→ Your instructions
Can you rewrite the lines from the line with "of the <item>boy" to the line with "Target: <item>boy in yellow jersey</item>", replacing "jersey" with "shirt" and keeping everything else the same?

→ Data section
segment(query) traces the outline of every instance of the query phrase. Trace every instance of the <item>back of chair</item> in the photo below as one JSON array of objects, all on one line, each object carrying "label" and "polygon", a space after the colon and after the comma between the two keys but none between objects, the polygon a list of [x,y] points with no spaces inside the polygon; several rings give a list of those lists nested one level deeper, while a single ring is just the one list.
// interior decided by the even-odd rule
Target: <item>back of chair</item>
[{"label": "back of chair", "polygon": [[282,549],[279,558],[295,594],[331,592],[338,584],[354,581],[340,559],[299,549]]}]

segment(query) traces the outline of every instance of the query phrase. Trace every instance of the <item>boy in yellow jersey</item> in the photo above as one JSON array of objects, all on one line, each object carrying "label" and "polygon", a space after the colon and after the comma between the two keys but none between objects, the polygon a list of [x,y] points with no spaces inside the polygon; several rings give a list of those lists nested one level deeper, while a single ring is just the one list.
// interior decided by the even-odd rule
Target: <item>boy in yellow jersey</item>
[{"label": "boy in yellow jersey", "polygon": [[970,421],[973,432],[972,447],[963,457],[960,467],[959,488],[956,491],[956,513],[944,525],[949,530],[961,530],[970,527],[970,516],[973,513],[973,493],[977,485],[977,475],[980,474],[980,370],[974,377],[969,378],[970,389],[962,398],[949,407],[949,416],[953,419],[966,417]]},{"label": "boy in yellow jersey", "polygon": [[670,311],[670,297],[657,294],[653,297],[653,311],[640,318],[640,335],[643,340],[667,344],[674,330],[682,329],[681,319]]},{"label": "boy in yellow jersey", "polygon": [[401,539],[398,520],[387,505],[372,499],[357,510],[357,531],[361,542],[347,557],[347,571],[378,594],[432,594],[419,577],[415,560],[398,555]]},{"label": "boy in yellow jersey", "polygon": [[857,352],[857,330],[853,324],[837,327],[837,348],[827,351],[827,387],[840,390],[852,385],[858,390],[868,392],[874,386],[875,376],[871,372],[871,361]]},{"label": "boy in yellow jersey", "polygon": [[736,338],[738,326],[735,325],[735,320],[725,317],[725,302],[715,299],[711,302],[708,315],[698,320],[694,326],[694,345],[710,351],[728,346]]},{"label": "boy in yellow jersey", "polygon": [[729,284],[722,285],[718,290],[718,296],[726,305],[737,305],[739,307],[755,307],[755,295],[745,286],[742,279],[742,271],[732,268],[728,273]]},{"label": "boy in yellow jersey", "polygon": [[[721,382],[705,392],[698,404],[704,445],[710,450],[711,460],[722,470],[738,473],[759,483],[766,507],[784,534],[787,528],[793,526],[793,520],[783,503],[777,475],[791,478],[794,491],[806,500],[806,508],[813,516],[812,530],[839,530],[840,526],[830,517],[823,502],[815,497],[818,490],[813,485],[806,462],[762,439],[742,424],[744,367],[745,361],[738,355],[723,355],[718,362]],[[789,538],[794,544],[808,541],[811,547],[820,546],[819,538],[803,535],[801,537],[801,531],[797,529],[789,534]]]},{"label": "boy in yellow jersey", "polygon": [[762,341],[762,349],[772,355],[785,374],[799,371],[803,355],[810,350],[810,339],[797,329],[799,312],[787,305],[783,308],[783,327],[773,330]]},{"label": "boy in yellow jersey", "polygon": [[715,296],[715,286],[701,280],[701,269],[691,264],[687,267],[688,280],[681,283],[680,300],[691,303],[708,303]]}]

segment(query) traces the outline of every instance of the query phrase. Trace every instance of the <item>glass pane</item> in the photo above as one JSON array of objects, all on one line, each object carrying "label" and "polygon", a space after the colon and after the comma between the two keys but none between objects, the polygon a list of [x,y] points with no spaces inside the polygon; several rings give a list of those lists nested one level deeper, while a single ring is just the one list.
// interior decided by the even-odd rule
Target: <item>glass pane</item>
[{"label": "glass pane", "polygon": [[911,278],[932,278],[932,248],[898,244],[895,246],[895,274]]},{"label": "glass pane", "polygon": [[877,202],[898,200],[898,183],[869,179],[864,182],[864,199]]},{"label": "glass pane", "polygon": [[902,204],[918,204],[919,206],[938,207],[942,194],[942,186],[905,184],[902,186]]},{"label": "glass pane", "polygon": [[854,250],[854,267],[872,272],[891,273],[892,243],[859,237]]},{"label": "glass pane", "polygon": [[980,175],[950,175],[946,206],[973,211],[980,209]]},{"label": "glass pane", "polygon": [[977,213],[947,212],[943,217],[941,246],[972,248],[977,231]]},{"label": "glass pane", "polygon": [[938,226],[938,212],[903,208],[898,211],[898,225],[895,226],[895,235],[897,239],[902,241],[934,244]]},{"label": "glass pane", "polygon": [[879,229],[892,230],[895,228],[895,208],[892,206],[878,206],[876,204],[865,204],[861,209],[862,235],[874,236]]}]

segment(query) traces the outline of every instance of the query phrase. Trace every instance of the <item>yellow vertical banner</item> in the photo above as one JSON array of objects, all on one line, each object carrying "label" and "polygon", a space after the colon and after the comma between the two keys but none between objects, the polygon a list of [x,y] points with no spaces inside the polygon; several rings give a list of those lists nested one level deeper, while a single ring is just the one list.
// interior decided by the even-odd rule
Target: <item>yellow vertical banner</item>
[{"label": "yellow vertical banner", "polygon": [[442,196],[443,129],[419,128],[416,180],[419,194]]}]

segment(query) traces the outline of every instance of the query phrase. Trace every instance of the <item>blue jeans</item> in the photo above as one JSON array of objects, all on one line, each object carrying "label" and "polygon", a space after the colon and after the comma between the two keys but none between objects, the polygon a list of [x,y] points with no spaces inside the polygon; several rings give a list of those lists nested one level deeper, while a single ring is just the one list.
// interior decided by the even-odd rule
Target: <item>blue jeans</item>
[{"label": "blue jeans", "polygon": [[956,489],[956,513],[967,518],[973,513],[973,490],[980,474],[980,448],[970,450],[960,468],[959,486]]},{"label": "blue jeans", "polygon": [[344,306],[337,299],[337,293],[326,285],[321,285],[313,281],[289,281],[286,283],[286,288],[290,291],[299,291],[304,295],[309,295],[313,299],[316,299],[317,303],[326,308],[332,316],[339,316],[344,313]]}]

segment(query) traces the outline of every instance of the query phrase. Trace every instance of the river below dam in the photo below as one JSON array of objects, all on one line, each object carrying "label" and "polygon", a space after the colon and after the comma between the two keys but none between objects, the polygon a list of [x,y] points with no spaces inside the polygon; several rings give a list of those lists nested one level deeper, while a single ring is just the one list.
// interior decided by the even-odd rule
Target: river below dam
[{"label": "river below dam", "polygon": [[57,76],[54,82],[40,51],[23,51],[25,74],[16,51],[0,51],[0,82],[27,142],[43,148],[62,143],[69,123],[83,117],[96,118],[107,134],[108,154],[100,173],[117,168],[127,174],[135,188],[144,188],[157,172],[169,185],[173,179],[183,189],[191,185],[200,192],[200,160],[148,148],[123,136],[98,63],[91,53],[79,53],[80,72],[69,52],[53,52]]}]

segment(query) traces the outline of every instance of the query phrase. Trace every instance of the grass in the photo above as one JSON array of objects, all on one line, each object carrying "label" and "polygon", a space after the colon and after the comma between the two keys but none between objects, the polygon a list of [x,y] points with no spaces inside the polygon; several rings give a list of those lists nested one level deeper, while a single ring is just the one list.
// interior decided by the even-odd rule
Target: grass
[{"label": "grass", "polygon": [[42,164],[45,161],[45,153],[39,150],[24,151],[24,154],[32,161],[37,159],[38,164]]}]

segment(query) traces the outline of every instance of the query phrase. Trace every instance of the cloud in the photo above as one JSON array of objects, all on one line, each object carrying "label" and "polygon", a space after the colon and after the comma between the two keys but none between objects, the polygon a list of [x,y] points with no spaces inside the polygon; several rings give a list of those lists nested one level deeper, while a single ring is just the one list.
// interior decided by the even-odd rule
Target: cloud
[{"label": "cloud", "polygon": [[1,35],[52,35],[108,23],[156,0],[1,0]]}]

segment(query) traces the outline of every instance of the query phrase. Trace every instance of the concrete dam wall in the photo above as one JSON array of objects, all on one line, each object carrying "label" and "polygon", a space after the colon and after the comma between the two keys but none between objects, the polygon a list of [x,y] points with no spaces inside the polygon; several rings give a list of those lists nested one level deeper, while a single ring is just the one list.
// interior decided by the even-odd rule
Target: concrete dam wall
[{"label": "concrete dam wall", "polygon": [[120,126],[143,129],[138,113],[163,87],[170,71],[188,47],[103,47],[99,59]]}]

→ Response below
segment(query) traces the outline of every instance of the query phrase. Trace every instance of the <item>boy in yellow shirt</item> in the photo above as one JSON array of objects, all on one line, each object carrying "label" and "polygon", a space after the colon and after the comma between the two keys but none between objects, the polygon a list of [x,y] points with no spaces inside the polygon; several rings give a list of those lists nested one level deeper, while a single ring is just the one list.
// interior decided by the even-odd rule
Target: <item>boy in yellow shirt</item>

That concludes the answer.